DATA TO EXAMINE —
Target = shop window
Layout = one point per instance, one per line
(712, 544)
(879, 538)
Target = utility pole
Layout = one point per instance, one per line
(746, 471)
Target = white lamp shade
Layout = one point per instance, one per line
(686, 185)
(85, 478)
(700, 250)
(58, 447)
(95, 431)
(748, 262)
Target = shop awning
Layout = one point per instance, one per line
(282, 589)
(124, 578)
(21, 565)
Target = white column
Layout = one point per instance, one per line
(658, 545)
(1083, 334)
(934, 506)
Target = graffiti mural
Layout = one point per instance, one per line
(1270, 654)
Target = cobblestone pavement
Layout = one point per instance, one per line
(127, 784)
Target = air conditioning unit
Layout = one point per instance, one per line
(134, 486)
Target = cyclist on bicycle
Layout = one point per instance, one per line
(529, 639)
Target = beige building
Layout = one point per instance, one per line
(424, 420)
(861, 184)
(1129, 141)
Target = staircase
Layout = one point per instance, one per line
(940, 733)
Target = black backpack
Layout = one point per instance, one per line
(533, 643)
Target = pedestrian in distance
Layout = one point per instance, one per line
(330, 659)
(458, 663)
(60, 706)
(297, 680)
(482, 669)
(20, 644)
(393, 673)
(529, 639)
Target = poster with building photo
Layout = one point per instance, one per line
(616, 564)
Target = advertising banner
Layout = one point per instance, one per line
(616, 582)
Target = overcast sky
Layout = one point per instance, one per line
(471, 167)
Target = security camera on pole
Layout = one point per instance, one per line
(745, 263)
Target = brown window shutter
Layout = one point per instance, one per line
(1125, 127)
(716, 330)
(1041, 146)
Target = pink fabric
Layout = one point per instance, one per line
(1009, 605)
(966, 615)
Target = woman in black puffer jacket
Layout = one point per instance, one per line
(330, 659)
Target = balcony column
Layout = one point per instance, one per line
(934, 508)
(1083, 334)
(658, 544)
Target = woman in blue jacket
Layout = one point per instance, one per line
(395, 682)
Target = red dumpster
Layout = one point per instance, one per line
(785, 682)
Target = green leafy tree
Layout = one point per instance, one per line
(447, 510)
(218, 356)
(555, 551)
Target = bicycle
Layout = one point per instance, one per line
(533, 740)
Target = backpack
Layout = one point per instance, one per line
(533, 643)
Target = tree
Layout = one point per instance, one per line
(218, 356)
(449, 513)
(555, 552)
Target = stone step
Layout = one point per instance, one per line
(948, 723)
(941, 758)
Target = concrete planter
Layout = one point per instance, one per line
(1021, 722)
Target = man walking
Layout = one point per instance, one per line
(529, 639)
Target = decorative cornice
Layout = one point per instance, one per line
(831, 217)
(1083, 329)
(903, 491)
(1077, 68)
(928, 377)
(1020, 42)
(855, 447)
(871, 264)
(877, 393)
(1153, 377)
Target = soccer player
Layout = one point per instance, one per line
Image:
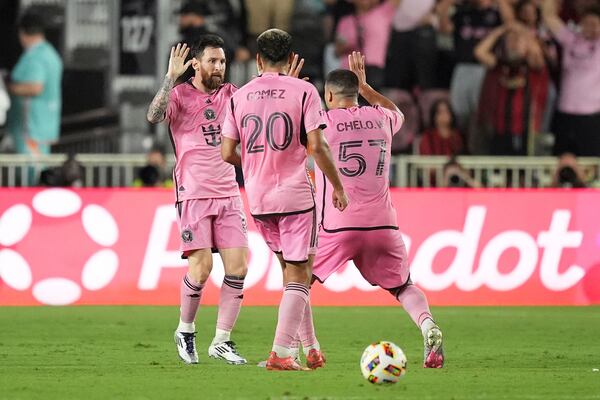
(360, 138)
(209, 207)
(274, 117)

==

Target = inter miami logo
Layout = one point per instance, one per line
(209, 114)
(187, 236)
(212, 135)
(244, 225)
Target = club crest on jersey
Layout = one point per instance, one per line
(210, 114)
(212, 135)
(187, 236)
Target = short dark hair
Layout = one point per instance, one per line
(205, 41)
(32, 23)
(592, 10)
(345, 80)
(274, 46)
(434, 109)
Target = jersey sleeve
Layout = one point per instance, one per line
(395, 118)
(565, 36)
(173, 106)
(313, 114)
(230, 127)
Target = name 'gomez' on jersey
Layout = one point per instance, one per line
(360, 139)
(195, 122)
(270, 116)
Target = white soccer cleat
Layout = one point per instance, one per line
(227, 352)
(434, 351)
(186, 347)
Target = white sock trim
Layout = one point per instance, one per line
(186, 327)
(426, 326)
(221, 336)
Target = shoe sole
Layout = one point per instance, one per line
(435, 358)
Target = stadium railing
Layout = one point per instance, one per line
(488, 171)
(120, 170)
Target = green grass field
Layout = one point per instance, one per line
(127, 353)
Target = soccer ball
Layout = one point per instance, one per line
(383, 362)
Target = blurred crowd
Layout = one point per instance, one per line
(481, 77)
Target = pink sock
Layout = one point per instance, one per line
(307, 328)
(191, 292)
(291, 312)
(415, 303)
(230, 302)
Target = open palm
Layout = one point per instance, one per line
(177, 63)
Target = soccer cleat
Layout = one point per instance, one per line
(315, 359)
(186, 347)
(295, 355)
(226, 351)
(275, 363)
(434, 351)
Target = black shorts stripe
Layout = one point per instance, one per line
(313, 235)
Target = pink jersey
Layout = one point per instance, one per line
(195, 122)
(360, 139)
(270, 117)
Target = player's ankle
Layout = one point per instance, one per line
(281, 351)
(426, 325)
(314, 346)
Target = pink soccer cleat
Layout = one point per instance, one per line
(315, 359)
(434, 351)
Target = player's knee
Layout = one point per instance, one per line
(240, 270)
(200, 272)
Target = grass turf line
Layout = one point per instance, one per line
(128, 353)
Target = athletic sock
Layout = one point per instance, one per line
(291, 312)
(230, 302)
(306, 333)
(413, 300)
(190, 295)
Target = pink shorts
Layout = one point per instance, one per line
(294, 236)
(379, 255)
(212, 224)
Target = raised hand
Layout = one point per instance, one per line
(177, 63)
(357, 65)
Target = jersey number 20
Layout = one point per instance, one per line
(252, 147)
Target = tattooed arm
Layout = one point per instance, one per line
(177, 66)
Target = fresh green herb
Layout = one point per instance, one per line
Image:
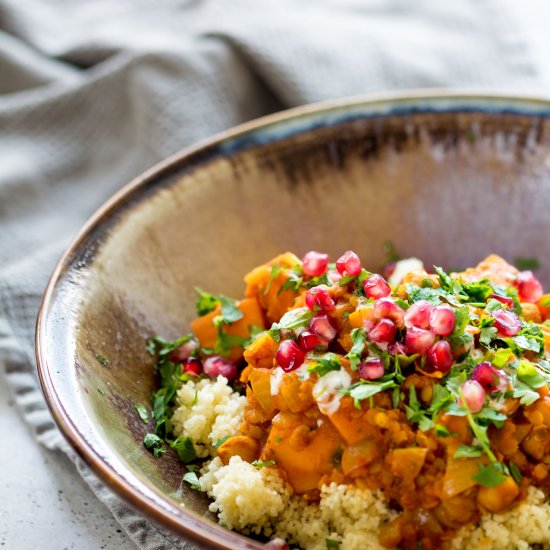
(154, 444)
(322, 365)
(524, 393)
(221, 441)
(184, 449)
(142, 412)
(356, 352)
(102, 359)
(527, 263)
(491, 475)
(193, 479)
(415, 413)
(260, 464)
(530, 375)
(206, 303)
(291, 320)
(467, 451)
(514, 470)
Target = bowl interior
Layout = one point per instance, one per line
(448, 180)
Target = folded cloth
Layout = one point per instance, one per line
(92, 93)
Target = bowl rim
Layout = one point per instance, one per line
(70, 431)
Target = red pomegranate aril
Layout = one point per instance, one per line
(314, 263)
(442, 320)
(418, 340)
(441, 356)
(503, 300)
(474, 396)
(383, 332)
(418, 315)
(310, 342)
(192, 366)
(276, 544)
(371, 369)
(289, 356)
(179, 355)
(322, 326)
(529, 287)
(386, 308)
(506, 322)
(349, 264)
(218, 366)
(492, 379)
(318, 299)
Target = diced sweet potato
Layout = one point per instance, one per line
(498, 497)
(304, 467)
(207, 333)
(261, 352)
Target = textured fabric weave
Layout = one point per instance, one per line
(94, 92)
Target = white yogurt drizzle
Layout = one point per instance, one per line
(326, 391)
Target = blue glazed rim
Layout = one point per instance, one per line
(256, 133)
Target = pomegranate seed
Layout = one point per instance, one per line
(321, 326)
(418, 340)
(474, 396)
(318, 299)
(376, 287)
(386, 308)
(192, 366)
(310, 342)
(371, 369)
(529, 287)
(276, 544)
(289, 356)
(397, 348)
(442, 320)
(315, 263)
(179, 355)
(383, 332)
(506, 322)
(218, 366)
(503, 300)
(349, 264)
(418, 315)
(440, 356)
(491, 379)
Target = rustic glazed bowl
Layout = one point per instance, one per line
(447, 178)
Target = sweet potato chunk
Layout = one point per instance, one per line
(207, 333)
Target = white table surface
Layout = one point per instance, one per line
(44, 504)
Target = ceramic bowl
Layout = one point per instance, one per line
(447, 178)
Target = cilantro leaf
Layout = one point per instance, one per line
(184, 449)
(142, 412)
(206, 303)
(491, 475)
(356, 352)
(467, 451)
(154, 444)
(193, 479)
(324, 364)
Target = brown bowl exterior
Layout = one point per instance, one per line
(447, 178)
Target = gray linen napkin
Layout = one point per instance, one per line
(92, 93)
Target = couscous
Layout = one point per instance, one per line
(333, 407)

---

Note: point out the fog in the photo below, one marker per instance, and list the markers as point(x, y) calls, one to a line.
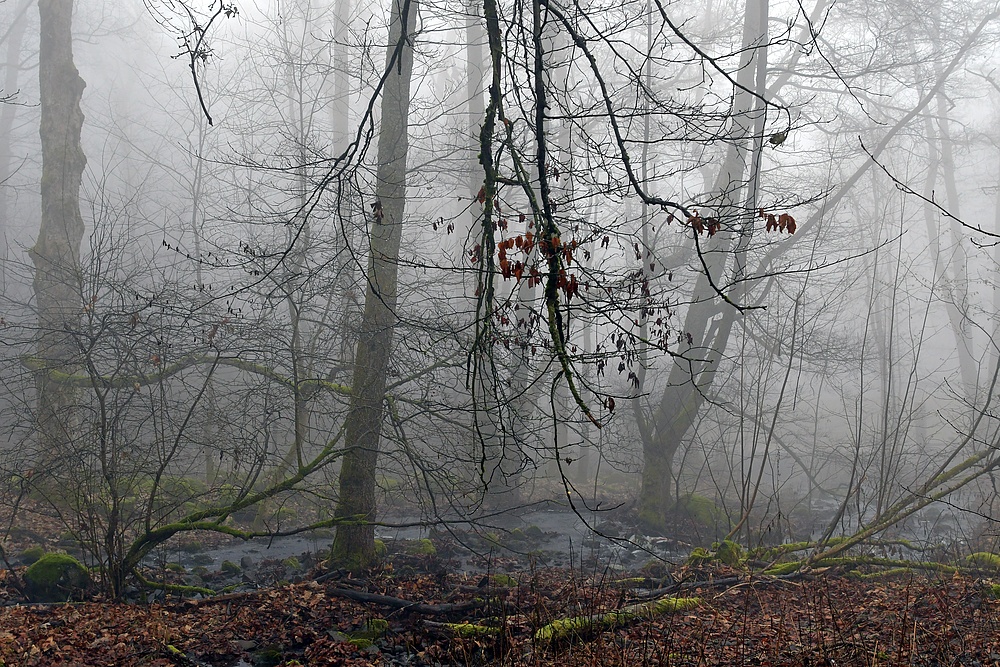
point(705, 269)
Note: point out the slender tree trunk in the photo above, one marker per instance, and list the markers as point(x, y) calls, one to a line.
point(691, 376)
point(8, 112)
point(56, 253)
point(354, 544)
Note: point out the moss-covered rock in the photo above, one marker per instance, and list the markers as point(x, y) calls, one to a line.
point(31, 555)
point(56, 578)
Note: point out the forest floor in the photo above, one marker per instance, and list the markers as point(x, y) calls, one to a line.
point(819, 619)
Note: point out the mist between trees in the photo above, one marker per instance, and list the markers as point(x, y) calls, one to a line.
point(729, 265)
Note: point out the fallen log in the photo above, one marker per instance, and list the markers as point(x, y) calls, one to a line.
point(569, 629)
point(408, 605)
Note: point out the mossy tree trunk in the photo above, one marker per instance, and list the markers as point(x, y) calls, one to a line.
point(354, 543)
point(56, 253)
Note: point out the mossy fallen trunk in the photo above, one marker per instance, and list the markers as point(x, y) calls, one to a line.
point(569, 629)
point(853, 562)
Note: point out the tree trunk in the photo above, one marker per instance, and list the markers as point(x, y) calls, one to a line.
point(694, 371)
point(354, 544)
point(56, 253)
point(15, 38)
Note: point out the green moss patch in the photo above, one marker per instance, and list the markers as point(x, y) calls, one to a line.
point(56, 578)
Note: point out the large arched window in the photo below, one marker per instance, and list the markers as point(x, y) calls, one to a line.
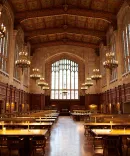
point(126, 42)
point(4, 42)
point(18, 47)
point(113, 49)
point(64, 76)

YOUR TASK — Please copy each line of the material that contains the word "jacket".

EXERCISE RESULT —
Target = woman in black puffer jacket
Target = woman in blue jacket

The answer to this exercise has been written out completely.